> Exercise: Reproduce the items below word for word, starting with their first line and going on through the line that contains "Target: clear sky", and stop there.

Point placement items
● ● ● ● ●
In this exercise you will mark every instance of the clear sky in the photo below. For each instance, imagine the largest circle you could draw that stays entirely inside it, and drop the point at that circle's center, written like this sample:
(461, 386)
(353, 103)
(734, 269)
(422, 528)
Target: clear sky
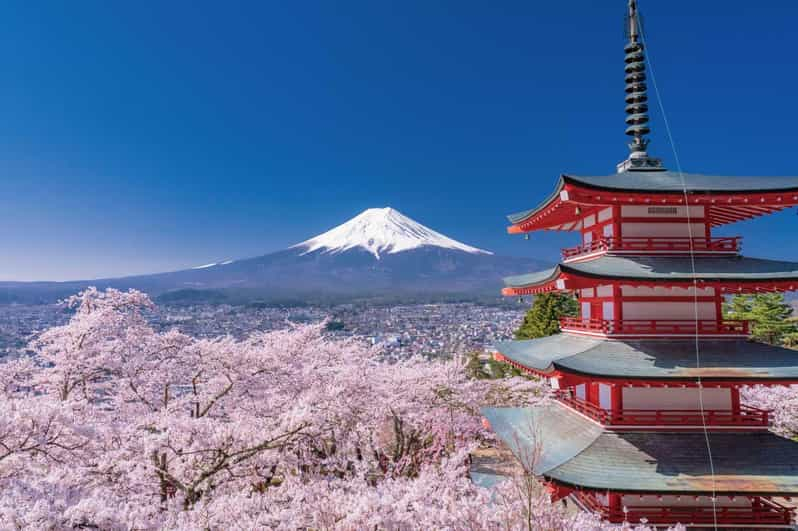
(148, 136)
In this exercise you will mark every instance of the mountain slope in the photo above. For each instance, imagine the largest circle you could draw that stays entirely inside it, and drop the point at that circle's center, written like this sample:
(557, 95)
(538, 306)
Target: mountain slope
(382, 230)
(379, 253)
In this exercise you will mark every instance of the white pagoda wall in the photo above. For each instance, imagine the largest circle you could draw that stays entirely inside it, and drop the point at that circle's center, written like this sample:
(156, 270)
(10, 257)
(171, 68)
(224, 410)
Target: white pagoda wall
(676, 225)
(675, 398)
(668, 310)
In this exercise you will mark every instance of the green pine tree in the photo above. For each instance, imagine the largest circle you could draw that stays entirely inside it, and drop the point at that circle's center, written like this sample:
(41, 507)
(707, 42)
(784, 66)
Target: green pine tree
(543, 318)
(769, 315)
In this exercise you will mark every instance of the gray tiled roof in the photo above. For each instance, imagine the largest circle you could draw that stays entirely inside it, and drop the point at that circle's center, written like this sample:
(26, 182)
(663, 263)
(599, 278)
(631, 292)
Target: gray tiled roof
(575, 451)
(668, 182)
(674, 268)
(726, 359)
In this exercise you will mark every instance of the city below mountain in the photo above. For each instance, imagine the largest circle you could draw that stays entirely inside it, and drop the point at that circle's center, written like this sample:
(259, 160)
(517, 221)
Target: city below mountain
(378, 254)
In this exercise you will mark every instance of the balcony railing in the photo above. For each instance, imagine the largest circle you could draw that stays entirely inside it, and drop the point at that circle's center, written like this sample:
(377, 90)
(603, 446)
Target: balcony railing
(654, 327)
(659, 245)
(747, 416)
(761, 512)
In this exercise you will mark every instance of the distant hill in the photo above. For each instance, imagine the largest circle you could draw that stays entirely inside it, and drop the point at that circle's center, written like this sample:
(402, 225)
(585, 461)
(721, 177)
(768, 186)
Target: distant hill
(380, 253)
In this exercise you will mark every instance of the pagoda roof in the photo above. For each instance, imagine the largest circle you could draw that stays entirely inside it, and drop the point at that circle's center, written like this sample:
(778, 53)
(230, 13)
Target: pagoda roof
(640, 187)
(654, 359)
(575, 451)
(732, 270)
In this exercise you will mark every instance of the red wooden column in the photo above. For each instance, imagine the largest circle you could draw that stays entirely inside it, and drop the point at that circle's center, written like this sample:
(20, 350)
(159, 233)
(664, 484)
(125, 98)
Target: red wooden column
(615, 504)
(735, 394)
(616, 400)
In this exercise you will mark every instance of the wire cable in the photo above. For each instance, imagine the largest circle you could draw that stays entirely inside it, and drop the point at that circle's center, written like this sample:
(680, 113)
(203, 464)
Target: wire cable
(693, 268)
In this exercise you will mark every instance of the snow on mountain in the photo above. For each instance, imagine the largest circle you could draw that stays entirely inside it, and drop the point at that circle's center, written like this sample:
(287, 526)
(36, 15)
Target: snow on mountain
(382, 231)
(213, 264)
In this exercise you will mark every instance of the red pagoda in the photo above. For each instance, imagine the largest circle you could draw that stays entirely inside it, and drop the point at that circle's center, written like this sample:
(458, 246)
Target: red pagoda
(647, 425)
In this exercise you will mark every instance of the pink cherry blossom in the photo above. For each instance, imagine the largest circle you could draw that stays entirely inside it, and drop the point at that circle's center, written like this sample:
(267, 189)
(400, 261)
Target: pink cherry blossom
(115, 425)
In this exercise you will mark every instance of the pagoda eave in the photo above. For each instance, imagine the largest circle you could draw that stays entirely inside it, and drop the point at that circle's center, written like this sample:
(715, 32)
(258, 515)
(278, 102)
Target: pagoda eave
(574, 359)
(573, 282)
(573, 198)
(572, 450)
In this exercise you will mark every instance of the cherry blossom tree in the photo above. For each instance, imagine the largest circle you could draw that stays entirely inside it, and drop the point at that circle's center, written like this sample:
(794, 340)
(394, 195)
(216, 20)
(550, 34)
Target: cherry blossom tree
(113, 424)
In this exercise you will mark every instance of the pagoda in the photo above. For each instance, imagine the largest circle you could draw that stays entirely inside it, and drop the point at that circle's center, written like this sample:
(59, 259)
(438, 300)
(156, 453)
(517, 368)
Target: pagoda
(647, 423)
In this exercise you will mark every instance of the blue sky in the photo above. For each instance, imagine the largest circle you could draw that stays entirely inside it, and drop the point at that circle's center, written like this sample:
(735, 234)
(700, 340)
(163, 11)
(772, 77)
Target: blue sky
(148, 136)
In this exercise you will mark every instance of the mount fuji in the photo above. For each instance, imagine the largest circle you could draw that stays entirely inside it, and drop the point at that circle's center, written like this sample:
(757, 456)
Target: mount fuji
(380, 253)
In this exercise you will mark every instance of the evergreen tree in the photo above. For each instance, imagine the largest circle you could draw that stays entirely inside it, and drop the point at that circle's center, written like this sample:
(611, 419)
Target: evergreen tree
(769, 314)
(543, 318)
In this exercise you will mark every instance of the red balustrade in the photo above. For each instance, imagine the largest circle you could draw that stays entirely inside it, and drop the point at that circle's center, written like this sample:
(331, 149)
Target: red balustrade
(747, 416)
(655, 327)
(761, 511)
(675, 245)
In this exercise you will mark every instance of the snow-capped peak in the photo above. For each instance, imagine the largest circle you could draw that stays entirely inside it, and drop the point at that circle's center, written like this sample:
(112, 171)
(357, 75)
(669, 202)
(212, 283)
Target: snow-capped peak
(382, 230)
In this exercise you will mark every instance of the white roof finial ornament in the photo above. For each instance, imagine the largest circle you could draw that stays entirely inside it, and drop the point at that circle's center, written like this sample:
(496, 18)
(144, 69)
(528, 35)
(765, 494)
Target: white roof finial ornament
(636, 99)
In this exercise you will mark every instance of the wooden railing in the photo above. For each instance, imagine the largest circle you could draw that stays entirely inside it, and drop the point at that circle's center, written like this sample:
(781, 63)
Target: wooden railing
(655, 327)
(762, 511)
(747, 416)
(658, 245)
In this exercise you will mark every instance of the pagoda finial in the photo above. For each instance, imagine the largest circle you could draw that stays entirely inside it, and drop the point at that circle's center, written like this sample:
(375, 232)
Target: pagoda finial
(636, 99)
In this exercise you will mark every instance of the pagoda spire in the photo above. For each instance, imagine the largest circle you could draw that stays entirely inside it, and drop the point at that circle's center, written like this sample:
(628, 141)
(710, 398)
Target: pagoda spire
(636, 98)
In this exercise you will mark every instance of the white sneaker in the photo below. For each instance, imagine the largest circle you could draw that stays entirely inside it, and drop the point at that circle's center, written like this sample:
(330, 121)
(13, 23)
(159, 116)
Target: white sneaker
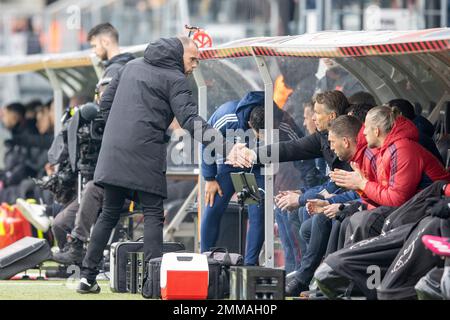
(35, 214)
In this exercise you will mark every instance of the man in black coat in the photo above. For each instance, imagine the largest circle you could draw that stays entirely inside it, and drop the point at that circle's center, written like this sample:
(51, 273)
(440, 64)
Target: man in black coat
(140, 104)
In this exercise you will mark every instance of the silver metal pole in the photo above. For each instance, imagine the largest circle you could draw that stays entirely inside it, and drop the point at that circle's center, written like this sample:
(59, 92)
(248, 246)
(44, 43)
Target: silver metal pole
(302, 17)
(320, 15)
(203, 112)
(57, 99)
(444, 13)
(268, 178)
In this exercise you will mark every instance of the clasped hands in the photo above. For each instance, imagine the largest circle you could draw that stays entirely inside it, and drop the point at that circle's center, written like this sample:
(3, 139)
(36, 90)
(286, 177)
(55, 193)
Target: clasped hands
(240, 156)
(352, 180)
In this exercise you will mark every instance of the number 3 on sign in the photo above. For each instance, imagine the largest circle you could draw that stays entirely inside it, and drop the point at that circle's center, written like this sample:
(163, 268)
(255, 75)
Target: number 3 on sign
(202, 39)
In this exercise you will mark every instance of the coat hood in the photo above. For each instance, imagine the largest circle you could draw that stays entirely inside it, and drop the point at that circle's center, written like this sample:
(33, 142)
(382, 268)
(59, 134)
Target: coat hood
(403, 129)
(245, 106)
(165, 53)
(122, 58)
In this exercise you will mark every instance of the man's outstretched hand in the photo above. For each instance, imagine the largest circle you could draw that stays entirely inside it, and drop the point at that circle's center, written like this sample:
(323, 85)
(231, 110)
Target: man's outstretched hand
(240, 156)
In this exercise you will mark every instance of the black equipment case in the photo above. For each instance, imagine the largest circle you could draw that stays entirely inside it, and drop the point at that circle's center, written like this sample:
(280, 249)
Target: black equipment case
(24, 254)
(119, 257)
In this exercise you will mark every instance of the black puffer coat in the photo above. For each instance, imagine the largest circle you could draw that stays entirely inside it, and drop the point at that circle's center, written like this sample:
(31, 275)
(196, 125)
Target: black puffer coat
(143, 100)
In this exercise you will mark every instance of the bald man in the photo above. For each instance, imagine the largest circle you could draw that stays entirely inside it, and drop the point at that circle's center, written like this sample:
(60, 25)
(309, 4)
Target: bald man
(139, 105)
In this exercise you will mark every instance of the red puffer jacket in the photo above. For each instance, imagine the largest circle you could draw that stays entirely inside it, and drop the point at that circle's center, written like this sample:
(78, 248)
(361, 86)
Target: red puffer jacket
(366, 159)
(403, 167)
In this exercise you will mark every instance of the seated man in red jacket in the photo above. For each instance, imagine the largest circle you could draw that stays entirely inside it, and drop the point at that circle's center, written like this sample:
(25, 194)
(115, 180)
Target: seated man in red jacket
(403, 167)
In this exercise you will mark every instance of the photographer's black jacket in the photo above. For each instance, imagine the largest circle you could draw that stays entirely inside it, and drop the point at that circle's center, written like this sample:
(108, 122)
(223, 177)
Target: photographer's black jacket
(143, 100)
(313, 146)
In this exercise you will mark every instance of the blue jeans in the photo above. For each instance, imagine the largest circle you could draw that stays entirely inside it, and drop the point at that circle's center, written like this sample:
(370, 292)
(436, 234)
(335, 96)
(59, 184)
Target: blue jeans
(288, 230)
(209, 230)
(314, 233)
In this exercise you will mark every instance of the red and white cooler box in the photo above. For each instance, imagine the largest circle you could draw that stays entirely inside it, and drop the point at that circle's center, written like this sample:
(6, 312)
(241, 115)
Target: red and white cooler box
(184, 276)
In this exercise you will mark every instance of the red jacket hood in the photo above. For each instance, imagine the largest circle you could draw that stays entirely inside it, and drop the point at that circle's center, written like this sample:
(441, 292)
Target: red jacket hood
(361, 145)
(403, 129)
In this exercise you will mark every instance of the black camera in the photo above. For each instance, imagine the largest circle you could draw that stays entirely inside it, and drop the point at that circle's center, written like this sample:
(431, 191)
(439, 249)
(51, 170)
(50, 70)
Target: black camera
(75, 150)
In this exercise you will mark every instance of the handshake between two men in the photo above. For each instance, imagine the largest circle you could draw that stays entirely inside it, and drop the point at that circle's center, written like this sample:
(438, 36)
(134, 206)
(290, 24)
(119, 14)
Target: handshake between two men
(243, 157)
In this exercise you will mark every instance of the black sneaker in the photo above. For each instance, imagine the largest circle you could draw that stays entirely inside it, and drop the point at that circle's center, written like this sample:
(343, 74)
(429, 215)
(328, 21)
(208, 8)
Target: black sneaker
(85, 287)
(295, 287)
(73, 255)
(59, 272)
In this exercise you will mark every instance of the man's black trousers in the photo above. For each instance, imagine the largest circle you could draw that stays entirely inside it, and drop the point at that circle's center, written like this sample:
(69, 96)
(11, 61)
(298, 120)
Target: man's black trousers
(114, 198)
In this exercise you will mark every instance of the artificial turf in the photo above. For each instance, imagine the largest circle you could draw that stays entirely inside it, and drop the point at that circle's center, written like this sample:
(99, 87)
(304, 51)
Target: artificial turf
(56, 290)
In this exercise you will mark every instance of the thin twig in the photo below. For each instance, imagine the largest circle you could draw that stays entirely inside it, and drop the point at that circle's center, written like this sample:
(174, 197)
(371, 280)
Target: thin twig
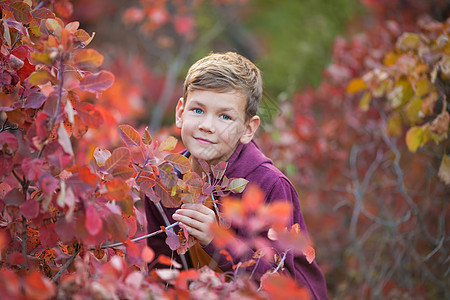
(138, 238)
(67, 264)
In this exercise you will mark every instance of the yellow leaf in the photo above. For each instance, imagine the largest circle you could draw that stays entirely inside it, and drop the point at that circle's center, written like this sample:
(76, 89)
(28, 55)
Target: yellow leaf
(394, 125)
(390, 58)
(444, 169)
(414, 138)
(356, 85)
(365, 101)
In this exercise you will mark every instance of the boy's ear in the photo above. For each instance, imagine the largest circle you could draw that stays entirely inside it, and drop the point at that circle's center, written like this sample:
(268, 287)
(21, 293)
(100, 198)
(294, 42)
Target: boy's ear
(178, 112)
(250, 129)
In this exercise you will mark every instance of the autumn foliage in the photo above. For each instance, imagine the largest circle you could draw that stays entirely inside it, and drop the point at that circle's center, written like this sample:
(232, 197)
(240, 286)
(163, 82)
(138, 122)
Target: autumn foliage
(71, 210)
(370, 154)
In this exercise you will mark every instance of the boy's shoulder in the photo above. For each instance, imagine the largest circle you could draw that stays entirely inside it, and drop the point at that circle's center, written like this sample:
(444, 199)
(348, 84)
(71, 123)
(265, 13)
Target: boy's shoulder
(249, 162)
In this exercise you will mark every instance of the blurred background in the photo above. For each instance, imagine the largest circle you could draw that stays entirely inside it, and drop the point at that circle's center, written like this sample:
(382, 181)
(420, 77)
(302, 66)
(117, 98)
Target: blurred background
(375, 210)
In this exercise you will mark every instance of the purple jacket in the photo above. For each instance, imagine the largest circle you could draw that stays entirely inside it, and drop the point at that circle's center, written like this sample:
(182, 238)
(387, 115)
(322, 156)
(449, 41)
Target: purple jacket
(250, 163)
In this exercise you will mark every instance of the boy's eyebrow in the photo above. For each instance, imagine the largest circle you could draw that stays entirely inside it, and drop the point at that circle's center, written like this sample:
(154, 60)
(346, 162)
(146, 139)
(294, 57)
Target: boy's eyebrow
(198, 103)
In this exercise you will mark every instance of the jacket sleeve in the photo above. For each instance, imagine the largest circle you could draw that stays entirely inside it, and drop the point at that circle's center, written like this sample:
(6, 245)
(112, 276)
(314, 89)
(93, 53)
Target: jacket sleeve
(306, 274)
(158, 242)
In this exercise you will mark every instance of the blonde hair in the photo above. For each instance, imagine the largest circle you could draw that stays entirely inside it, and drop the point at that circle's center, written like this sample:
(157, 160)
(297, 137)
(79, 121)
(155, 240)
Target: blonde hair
(225, 72)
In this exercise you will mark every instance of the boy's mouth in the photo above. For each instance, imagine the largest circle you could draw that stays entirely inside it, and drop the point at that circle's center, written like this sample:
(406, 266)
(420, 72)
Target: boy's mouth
(204, 141)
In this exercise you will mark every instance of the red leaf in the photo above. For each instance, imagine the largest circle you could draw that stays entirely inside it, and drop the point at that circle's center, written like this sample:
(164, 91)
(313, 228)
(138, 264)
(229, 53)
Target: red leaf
(87, 176)
(101, 155)
(129, 135)
(309, 253)
(117, 189)
(90, 116)
(65, 230)
(48, 183)
(6, 164)
(146, 137)
(43, 13)
(93, 221)
(97, 82)
(168, 176)
(180, 162)
(16, 258)
(47, 235)
(35, 100)
(22, 12)
(168, 261)
(147, 254)
(63, 8)
(88, 58)
(116, 226)
(168, 144)
(8, 143)
(166, 199)
(219, 170)
(120, 157)
(184, 24)
(14, 198)
(30, 209)
(132, 249)
(172, 240)
(38, 286)
(123, 172)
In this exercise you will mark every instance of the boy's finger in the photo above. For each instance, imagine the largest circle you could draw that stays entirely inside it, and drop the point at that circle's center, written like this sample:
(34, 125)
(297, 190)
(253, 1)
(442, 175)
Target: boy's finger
(187, 220)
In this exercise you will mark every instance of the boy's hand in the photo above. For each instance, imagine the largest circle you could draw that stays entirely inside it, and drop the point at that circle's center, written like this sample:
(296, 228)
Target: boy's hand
(197, 219)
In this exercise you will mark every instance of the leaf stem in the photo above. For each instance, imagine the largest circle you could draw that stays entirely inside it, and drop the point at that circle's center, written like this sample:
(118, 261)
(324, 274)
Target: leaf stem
(67, 264)
(138, 238)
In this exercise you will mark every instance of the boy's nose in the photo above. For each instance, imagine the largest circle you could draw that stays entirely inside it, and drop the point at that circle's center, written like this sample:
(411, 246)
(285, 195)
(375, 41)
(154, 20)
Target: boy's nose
(207, 124)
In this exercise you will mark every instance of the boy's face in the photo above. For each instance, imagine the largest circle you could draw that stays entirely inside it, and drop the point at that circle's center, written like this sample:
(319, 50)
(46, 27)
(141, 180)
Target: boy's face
(213, 123)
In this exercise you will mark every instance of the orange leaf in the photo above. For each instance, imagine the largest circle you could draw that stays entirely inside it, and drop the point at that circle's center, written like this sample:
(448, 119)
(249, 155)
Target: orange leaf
(97, 82)
(129, 135)
(22, 12)
(168, 144)
(88, 58)
(356, 85)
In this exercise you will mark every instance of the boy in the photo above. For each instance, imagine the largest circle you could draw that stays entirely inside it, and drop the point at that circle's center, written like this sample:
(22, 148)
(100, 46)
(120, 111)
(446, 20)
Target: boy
(217, 118)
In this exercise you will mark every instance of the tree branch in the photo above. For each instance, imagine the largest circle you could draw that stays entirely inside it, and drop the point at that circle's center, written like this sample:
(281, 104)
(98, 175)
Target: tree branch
(67, 264)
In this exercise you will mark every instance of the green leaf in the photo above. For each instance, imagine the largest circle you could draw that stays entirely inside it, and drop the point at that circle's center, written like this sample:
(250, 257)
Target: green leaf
(237, 185)
(444, 169)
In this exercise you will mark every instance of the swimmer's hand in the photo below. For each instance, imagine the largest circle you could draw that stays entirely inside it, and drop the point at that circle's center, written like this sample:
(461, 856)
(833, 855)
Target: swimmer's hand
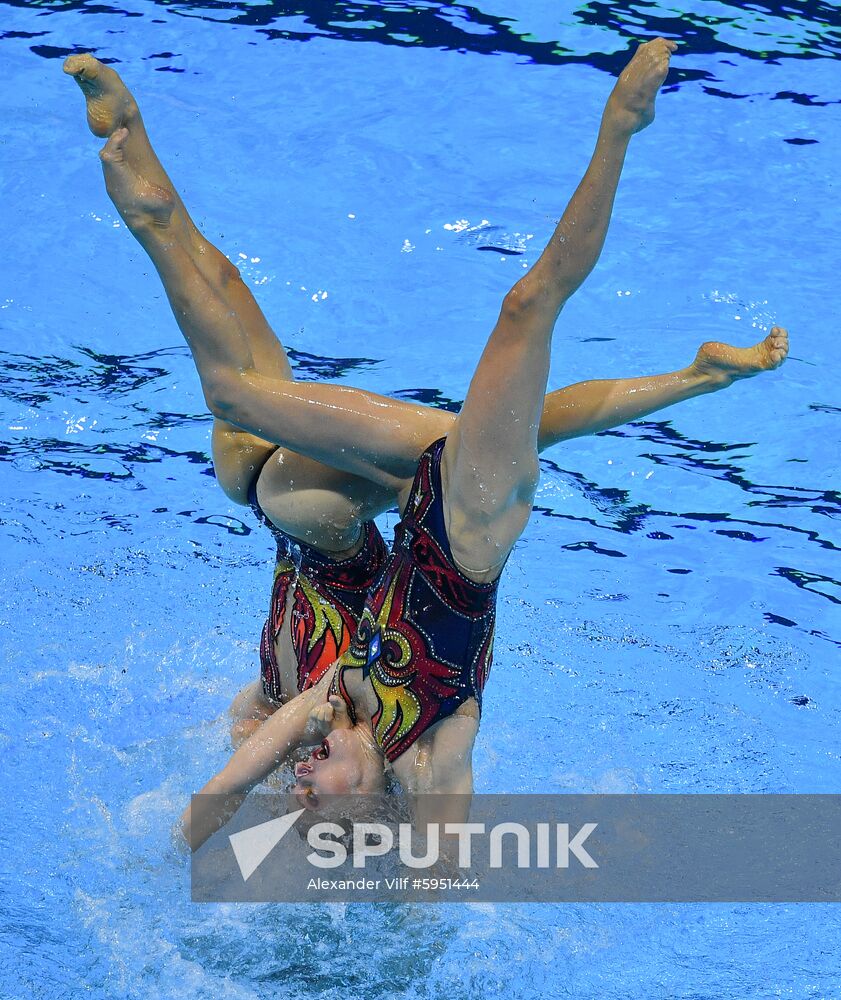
(327, 716)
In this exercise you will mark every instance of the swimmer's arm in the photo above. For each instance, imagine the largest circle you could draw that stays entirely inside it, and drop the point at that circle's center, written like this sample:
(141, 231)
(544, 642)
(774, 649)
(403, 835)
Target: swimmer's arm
(279, 736)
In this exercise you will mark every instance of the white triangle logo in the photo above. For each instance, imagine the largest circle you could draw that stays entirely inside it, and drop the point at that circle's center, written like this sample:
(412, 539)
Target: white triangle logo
(251, 847)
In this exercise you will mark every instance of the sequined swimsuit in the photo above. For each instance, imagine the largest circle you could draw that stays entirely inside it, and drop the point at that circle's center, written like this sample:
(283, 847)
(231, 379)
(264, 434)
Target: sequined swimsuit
(327, 603)
(425, 638)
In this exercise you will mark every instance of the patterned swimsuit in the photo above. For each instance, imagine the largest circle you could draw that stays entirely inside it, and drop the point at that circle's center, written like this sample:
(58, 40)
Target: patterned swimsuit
(425, 638)
(327, 603)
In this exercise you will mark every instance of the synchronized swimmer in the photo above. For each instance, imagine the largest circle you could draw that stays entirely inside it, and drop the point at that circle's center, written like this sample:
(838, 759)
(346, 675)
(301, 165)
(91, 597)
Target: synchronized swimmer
(376, 658)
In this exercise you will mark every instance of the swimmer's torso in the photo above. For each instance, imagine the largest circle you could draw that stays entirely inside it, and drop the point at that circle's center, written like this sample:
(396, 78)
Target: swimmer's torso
(421, 656)
(317, 597)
● ● ● ● ●
> Response below:
In this exercise you will mark every instance of the clear sky in the photo below. For each instance, imagine the largest circle you could draw that stays entirely inside it, and drop the point at that circle's center, written like this sample:
(461, 386)
(353, 103)
(734, 269)
(422, 528)
Target: clear sky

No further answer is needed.